→ **GOALS**:
1) In the Jamboxx backend write-up, what address does the Unity frontend send its POST requests to?
2) Write the next part of the Jamboxx backend write-up, picking up after its final sentence.

AI voice cloning backend
Unity frontend
Virtual instruments
Settings
Multiplayer

AI music teacher backend

FastAPI with llama.cpp

Project Structure Overview

jamboxx_infinite_backends/
├── app/
│   ├── main.py             # Entrypoint with FastAPI app
│   ├── services/           # Llama.cpp logic goes here
│   ├── config.py           # Configuration (e.g., model path, llama-cli settings)
│   ├── models/             # Pydantic models for request/response
│   └── api/                # Route definitions
├── run.py                  # Development entry script
├── requirements.txt        # Dependencies
└── README.md

FastAPI Endpoint `/chat/`

Key Features

Pydantic Models: Used for request/response data validation and parsing.
Llama.cpp Service Integration: Implements model inference using llama-cli.
App Initialization: Configures the FastAPI app and related services.

Unity Frontend Integration

Key Functionalities

Uses UnityWebRequest to send POST requests to FastAPI at http://127.0.0.1:8001/chat/.
Sends a prompt string in JSON format to the backend.
Receives streamed responses via DownloadHandlerRawText, updating the chat history in real time.
UI elements include:
- Mood/genre dropdowns
- A slider for song length
- A panel for lyrics

Data Flow Diagram

[Unity UI]
   ↓ (prompt)
[LlamaManager.cs]
   ↓ (POST request /chat/)
[FastAPI Endpoint]
   ↓
[Llama Service (llama-cli, mitral-7b)]
   ↓
[Model Output]
   ↓
[Unity UI Updated]

AI voice cloning backend

Jamboxx-infinite-Backend-AI-Voice-Clone

Key Feature: Audio Processing Pipeline

Overview

[Jamboxx-infinite-AI-voice-clone-backend]

The audio processing pipeline is a core feature of the project, enabling users to process audio files through multiple stages: separation, voice conversion, and merging. This feature is implemented using the FastAPI framework for building RESTful APIs, along with several specialized libraries for audio processing, such as NumPy, SoundFile, and PyTorch.

The pipeline is designed to handle complex audio processing tasks while maintaining modularity and scalability. Each stage of the pipeline is implemented as a separate service, ensuring clear separation of concerns and reusability.

Frameworks and Libraries Used

FastAPI: Provides the API endpoints and request handling.
NumPy: Used for numerical operations on audio data.
SoundFile: Handles reading and writing audio files in various formats.
PyTorch: Powers the machine learning models for voice conversion and audio separation.
aiofiles: Enables asynchronous file operations for efficient I/O handling.
UUID: Generates unique identifiers for temporary and output files.
Logging: Logs debug and error information for monitoring and debugging.

Project Structure and Functional Analysis

The project is structured to implement a modular and scalable backend for audio processing tasks. Below is an analysis of the functionality implemented in each folder based on the provided file paths and code.

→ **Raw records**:
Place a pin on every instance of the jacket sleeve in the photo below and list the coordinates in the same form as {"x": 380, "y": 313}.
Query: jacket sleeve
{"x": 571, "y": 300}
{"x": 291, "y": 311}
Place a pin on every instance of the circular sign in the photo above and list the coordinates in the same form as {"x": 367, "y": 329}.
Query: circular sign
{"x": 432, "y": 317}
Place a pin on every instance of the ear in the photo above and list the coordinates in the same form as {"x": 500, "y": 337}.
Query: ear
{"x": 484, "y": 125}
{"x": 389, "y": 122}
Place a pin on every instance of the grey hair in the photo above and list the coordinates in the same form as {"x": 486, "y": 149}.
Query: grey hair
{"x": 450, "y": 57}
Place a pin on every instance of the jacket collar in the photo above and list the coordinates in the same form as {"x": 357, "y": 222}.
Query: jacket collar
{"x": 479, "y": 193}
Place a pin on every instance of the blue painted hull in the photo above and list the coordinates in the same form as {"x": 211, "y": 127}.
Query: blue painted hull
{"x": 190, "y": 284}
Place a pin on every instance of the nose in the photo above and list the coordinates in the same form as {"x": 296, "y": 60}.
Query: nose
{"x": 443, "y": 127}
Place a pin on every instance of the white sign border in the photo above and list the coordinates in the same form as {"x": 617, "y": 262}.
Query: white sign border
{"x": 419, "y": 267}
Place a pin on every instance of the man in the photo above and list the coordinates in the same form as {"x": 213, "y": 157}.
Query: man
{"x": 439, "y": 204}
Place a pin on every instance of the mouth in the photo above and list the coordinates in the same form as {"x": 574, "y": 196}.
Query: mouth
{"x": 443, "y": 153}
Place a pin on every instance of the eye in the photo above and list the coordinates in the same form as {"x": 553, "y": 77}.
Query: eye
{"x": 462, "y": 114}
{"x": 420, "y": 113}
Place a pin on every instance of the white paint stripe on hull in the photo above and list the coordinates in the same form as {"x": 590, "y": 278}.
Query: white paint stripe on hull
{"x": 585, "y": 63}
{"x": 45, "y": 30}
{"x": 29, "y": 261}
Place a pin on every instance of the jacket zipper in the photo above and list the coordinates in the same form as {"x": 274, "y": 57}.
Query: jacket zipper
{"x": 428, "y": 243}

→ **EXPECTED ANSWERS**:
1) http://127.0.0.1:8001/chat/

2)
1. routers

Purpose: This folder contains the API route definitions for the FastAPI application. It acts as the entry point for client requests and orchestrates the interaction between services.

Key File: router.py
- Implements endpoints for various audio processing tasks:
  - /voice/convert: Handles voice conversion using the DDSP-SVC model.
  - /audio/separate: Separates audio into vocals and instruments.
  - /audio/merge: Merges vocals and instruments into a single audio file.
  - /audio/process-all: A complete pipeline that combines separation, conversion, and merging.
  - /model/load and /model/info: Manage and retrieve information about the loaded machine learning models.
- Frameworks Used:
  - FastAPI: For defining RESTful API endpoints.
  - Pydantic: For request parameter validation.
  - aiofiles: For asynchronous file handling.
- Key Features:
  - Modular endpoints for each audio processing task.
  - Error handling and logging for debugging and monitoring.
  - Temporary file management to ensure efficient resource usage.

2. services

Purpose: This folder contains the core business logic for audio processing. Each service encapsulates a specific functionality, making the codebase modular and reusable.

Key Files:
- ddsp_service.py:
  - Implements the DDSP-SVC (Differentiable Digital Signal Processing - Singing Voice Conversion) model for voice conversion.
  - Provides methods like infer to process audio files with configurable parameters (e.g., speaker ID, pitch adjustment).
  - Frameworks Used:
    - PyTorch: For running the DDSP-SVC model.
    - NumPy: For numerical operations on audio data.
  - Key Features:
    - Supports dynamic model loading and inference.
    - Handles pitch extraction and audio enhancement.
- separator_service.py:
  - Implements audio source separation using a pre-trained Demucs model.
  - Provides methods like separate_tracks to split audio into vocals and instruments.
  - Frameworks Used:
    - PyTorch: For running the Demucs model.
    - SoundFile: For reading and writing audio files.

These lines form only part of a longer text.